══ DOCUMENT SECTION

# Van Gogh vs. Picasso



## peeyaj

These two are my favorite painters and considered as two of the greatest artists in history. Some of their works are the most expensive paintings ever but their style is very different. But it's fun to compare the two of them.

Van Gogh - crazy, genius, lived at poverty, died virtually unknown at his lifetime

Picasso - womanizer, popular, innovative, rich

Who is your more favorite? Post some of their best works


----------



## Musician

_*Two of the greatest artists in history?*_

Thanks for leaving some room for an argument...


----------



## Ingélou

I love the famous ones, like Starry Night:









And there's the more unusual Blooming Plum Tree, influenced by Oriental Art ('after Hiroshige'):









It's his use of colour and the boldness & energy of his designs & brushwork. 
Each picture is an Epiphany.


----------



## Art Rock

Vincent all the way. Although I'd pick Franz Marc over either of them.


----------



## Winterreisender

I prefer van Gogh. I find his use of colour very expressive. Few painters could make a wooden chair or a pair of shoes so striking. I enjoy the whole "post-impressionist" style (i.e. Cezanne, Gauguin...) because of the highly personal aspect; you can often get a real sense of how the artist was feeling.


----------



## aleazk

Picasso is one of my all time favorites.

But I like more abstract expressionism in general.


----------



## Winterreisender

aleazk said:


> Picasso is one of my all time favorites.
> 
> But I like more abstract expressionism in general.

════

• TASK SET:
**A.** In the Van Gogh vs. Picasso thread, rewrite the paragraph beginning "I prefer van Gogh" as a short bulleted list that keeps its main points.
**B.** Carry on the Van Gogh vs. Picasso thread from its last line.
The listing comes from a source separate from the Van Gogh vs. Picasso thread.

══ RECORDS PROVIDED

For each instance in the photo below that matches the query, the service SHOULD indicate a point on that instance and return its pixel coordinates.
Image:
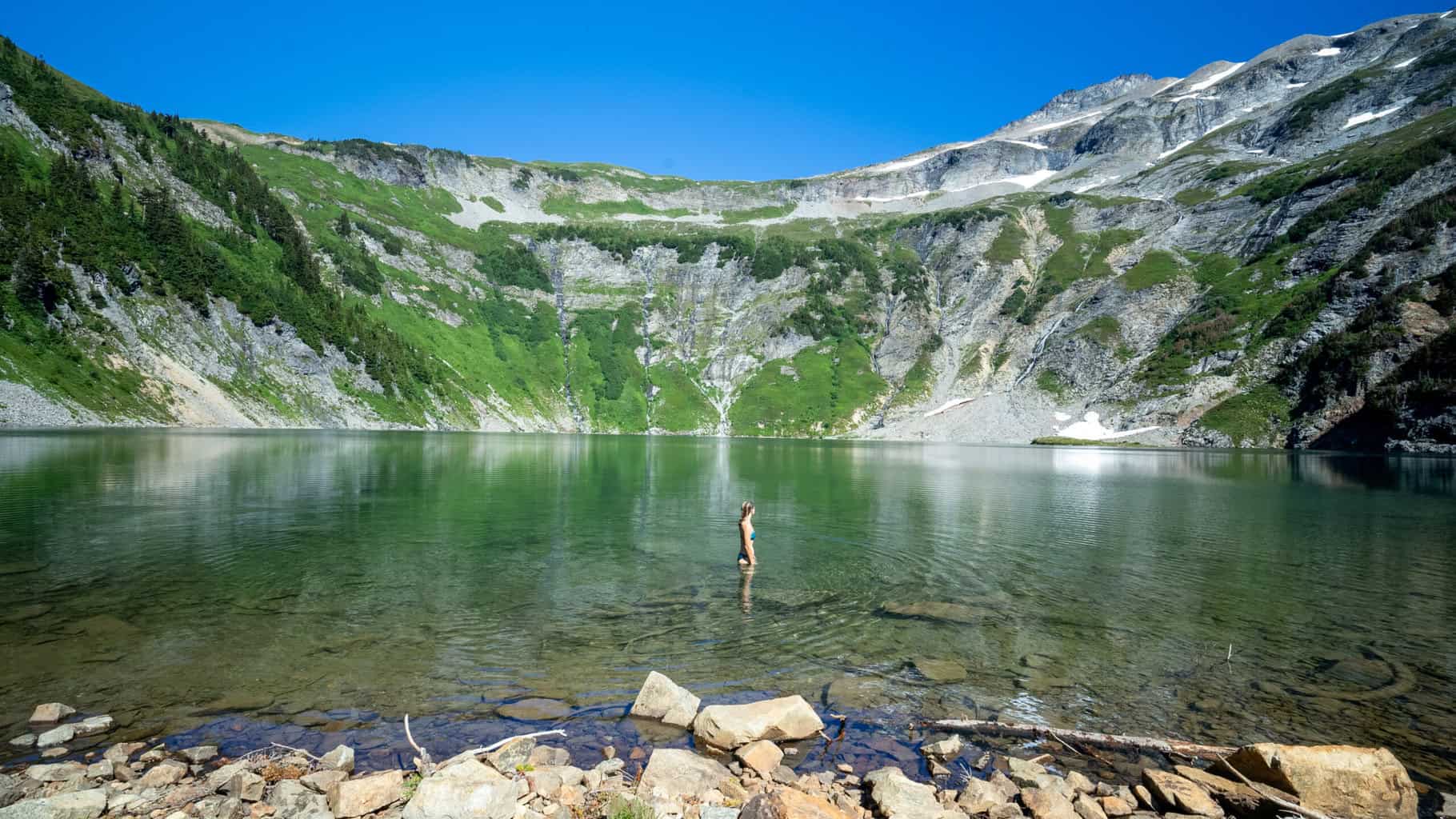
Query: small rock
(1088, 808)
(51, 713)
(367, 794)
(734, 726)
(58, 735)
(1180, 794)
(680, 773)
(200, 754)
(122, 751)
(946, 749)
(664, 700)
(321, 781)
(339, 760)
(980, 796)
(511, 755)
(1114, 806)
(165, 773)
(78, 805)
(1046, 803)
(56, 773)
(245, 786)
(95, 725)
(762, 755)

════

• FINAL RESULTS:
**A.**
- Prefers van Gogh.
- Finds van Gogh's use of color very expressive.
- Notes that few painters could make a wooden chair or a pair of shoes so striking.
- Enjoys the whole post-impressionist style (e.g., Cezanne, Gauguin) for its highly personal aspect, which often gives a real sense of how the artist was feeling.

**B.**
I'm not so sure about abstract expressionism. I enjoy some Pollock, but I find painters like Rothko to be a little bland. The complete lack of figuration leaves me feeling rather cold, to be honest.


----------



## Garlic

I love Rothko, but reproductions don't work (though same could be said for Pollock). Once when I went to a Rothko exhibition many of the paintings were covered in glass. Completely ruined the effect.

I prefer Picasso to Van Gogh, maybe because I've seen more of his paintings. Anyone been to the Van Gogh museum in Amsterdam? It was closed when I was there.


----------



## Itullian

Always loved VG.............
There's a spirituality there that appeals to and moves me.


----------



## mstar

VAN GOGH!!! 

No need to elaborate.


----------



## Ondine

Pablo Ruiz Picasso. 

For me he was an outstanding and highly talented artist; a genius. 

Along with him, Klee, Kandinsky, Miró & Chagall. Also some -not all- of Boccioni and Ernst.


----------



## aleazk

My avatar is by Klee. 

I also quite like Mondrian.


----------



## tdc

Ondine said:


> Pablo Ruiz Picasso.
> 
> For me he was an outstanding and highly talented artist; a genius.


I would never argue that, I just think Van Gogh was that too +1.

Picasso had a strange fascination with goats.


----------



## Ondine

aleazk said:


> My avatar is by Klee.


Ups! I could not recognize it 



> I also quite like Mondrian.


Sure! Another one of my favourites, @aleazk


----------



## Ondine

tdc said:


> I would never argue that, I just think Van Gogh was that too +1.


Yes, of course Van' was another one, but I really enjoy a lot more, Pablo.



> Picasso had a strange fascination with goats.


I owned a Goat as a pet, for many years. A beautiful Toggenburg!


----------



## deggial

Ondine said:


> Klee, Kandinsky, Miró & Chagall.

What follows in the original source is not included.